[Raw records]
━━━━

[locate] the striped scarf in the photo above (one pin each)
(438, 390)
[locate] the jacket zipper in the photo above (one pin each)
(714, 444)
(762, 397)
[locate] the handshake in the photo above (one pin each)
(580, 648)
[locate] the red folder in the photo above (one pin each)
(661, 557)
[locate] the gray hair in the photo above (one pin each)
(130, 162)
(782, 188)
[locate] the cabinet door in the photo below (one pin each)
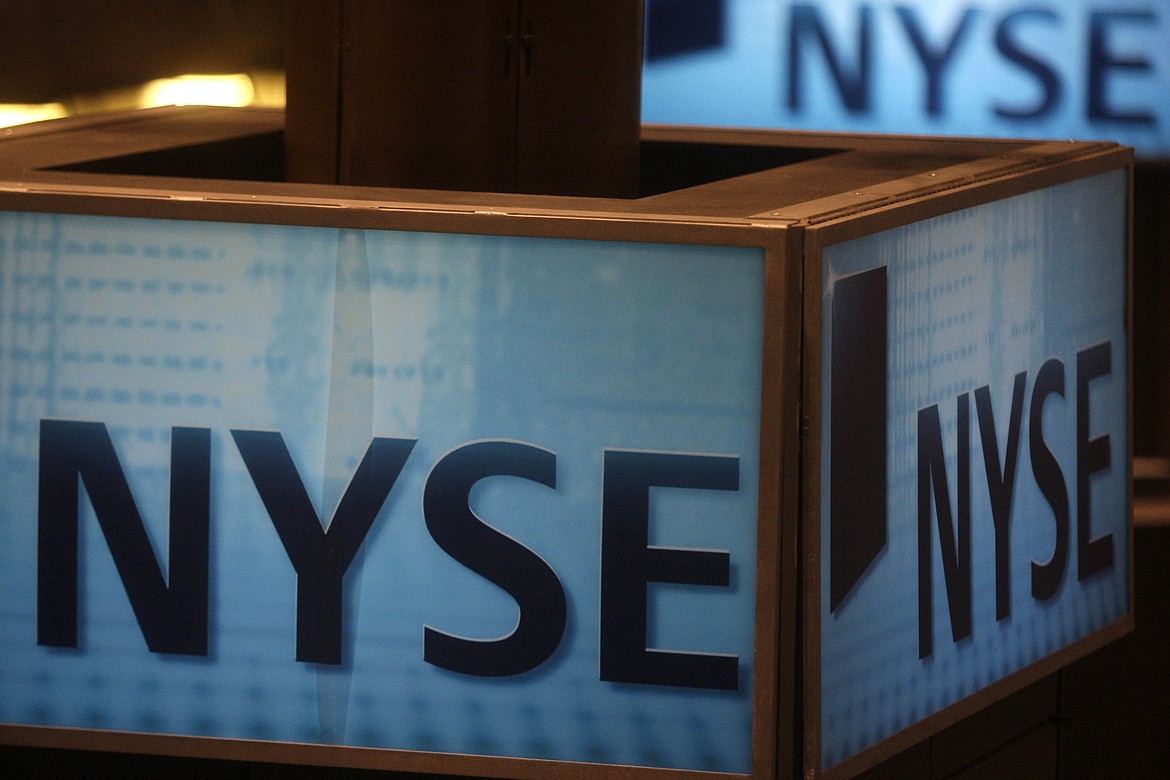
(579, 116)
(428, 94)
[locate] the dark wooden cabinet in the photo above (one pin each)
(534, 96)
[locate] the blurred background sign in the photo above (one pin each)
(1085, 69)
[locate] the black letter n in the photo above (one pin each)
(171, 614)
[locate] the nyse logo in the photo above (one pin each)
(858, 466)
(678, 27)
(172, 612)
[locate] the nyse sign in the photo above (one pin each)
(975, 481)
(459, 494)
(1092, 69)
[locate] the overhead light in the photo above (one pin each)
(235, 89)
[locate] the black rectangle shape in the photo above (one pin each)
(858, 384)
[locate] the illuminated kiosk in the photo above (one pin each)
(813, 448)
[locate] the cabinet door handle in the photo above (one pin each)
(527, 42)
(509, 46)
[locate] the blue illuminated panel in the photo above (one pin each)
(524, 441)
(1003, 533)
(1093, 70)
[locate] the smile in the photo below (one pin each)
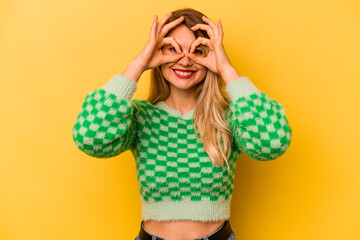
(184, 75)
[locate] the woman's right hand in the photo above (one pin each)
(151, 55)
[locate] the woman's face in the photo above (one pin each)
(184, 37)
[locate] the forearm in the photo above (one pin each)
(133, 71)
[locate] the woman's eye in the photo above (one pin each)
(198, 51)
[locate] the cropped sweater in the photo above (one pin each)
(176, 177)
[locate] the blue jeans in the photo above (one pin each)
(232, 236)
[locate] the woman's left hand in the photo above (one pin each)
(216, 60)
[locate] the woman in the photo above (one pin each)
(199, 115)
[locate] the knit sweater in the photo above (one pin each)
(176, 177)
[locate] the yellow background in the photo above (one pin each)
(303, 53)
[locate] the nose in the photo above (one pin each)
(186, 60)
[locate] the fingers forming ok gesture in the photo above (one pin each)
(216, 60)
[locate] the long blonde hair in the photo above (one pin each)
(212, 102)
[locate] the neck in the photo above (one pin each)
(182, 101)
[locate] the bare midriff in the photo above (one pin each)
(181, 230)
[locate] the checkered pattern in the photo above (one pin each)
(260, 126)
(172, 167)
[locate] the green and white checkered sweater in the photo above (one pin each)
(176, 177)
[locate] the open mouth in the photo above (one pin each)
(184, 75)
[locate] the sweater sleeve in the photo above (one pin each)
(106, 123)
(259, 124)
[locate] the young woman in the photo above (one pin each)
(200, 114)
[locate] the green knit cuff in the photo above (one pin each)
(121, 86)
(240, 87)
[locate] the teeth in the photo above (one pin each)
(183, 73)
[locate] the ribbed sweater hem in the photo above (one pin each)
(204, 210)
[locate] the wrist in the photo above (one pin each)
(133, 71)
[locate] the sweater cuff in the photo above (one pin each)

━━━━

The lines to reproduce run from the line containing "[locate] the fingers" to the end of the listing; write them out exactly and add nothing.

## EXERCISE RESULT
[locate] the fingers forming ok gesture in the photo above (one pin each)
(216, 60)
[locate] the long blonde hair in the photo above (one pin each)
(212, 102)
[locate] the neck in the photo above (one pin each)
(182, 101)
[locate] the bare midriff in the photo above (one pin each)
(181, 230)
[locate] the checkered pattern in the photo above (one pin each)
(260, 126)
(172, 167)
[locate] the green and white checkered sweater in the photo above (one pin each)
(176, 177)
[locate] the open mouth in the photo above (one pin each)
(184, 75)
[locate] the sweater sleeve in the photo above (one pin each)
(106, 123)
(259, 124)
[locate] the young woman in the photo above (one pin each)
(200, 114)
[locate] the green knit cuff in the photo above (one pin each)
(121, 86)
(240, 87)
[locate] the teeth in the photo above (one pin each)
(183, 73)
[locate] the ribbed sweater hem in the photo above (one pin each)
(204, 210)
[locate] the wrist in the photo above (one pin each)
(133, 71)
[locate] the sweater cuff in the photo above (one pin each)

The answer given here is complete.